*** Opening Material provided ***
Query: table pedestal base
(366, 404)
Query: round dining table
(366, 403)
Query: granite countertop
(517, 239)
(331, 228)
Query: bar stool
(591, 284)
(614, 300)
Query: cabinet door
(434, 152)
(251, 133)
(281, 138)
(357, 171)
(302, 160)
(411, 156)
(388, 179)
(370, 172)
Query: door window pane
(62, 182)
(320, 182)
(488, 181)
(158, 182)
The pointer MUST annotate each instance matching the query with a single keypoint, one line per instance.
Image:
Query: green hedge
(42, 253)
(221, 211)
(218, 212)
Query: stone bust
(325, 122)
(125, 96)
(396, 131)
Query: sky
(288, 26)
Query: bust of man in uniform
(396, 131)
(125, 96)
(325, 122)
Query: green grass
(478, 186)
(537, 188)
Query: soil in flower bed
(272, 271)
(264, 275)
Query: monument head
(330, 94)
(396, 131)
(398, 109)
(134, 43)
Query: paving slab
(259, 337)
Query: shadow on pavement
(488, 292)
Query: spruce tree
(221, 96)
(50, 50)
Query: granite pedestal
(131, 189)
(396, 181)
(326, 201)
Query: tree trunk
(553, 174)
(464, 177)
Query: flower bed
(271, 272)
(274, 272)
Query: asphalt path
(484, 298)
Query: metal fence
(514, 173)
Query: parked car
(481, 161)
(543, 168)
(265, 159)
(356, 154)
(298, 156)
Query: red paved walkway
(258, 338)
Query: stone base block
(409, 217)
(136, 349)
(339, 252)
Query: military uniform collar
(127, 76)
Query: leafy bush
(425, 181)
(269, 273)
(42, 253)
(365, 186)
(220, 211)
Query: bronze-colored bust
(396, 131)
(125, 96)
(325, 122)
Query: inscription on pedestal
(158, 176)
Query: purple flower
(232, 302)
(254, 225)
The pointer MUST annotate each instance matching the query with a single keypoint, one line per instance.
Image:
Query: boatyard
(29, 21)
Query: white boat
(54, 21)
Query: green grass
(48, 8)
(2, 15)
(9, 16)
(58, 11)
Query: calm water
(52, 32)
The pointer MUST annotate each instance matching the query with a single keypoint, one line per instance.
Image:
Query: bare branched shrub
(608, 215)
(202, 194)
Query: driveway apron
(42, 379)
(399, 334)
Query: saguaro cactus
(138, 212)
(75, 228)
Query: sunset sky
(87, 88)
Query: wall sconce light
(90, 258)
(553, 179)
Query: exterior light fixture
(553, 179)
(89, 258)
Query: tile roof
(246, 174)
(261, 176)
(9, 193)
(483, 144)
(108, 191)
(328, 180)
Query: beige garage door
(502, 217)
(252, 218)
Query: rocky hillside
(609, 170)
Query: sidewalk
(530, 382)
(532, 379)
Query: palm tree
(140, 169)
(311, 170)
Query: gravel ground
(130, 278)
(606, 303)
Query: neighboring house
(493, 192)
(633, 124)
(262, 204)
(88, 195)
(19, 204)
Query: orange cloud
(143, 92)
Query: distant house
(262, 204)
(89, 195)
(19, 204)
*** Closing Material provided ***
Assigned task
Return all of the material above exactly as it stands.

Result of the task
Query: table pedestal base
(366, 404)
Query: round dining table
(366, 403)
Query: granite countertop
(517, 239)
(331, 228)
Query: bar stool
(591, 284)
(614, 300)
Query: cabinet door
(434, 152)
(251, 133)
(281, 138)
(357, 171)
(302, 160)
(411, 156)
(388, 179)
(370, 172)
Query: door window pane
(62, 182)
(320, 182)
(488, 181)
(158, 182)
The pointer MUST annotate each instance matching the query with a single keypoint, one line per instance.
Image:
Query: green hedge
(42, 253)
(221, 211)
(218, 212)
Query: stone bust
(325, 122)
(125, 96)
(396, 131)
Query: sky
(288, 26)
Query: bust of man in uniform
(396, 131)
(125, 96)
(325, 122)
Query: green grass
(478, 186)
(537, 188)
Query: soil in flower bed
(272, 271)
(264, 275)
Query: monument head
(330, 94)
(396, 131)
(398, 109)
(134, 43)
Query: paving slab
(259, 337)
Query: shadow on pavement
(488, 292)
Query: spruce tree
(221, 96)
(50, 50)
Query: granite pedestal
(131, 189)
(396, 181)
(326, 201)
Query: tree trunk
(553, 174)
(464, 177)
Query: flower bed
(271, 272)
(274, 272)
Query: asphalt path
(484, 298)
Query: metal fence
(514, 173)
Query: parked car
(481, 161)
(543, 168)
(265, 159)
(356, 154)
(298, 156)
Query: red paved walkway
(258, 338)
Query: stone base block
(409, 217)
(136, 349)
(339, 252)
Query: military uniform collar
(127, 76)
Query: leafy bush
(425, 181)
(269, 273)
(42, 253)
(365, 186)
(220, 211)
Query: bronze-colored bust
(396, 131)
(125, 96)
(325, 122)
Query: inscription on pedestal
(158, 176)
Query: purple flower
(232, 302)
(254, 225)
The pointer MUST annotate each instance matching the query with a single keypoint, one line per instance.
Image:
Query: boatyard
(29, 21)
Query: white boat
(54, 21)
Query: green grass
(48, 8)
(2, 15)
(9, 16)
(58, 11)
Query: calm water
(52, 32)
The pointer MUST annotate each instance matching the query with a single keypoint, one line per instance.
Image:
Query: bare branched shrub
(608, 215)
(202, 194)
Query: driveway apron
(42, 379)
(399, 334)
Query: saguaro cactus
(138, 212)
(75, 228)
Query: sunset sky
(87, 88)
Query: wall sconce light
(90, 258)
(553, 179)
Query: exterior light fixture
(553, 179)
(89, 258)
Query: tile roof
(246, 174)
(261, 176)
(9, 193)
(483, 144)
(108, 191)
(328, 180)
Query: beige garage door
(502, 217)
(252, 218)
Query: rocky hillside
(609, 170)
Query: sidewalk
(530, 382)
(532, 379)
Query: palm tree
(140, 169)
(311, 170)
Query: gravel ground
(130, 278)
(606, 303)
Query: neighboring house
(493, 192)
(633, 124)
(262, 204)
(88, 195)
(19, 204)
Query: orange cloud
(143, 92)
Query: distant house
(262, 204)
(89, 195)
(19, 204)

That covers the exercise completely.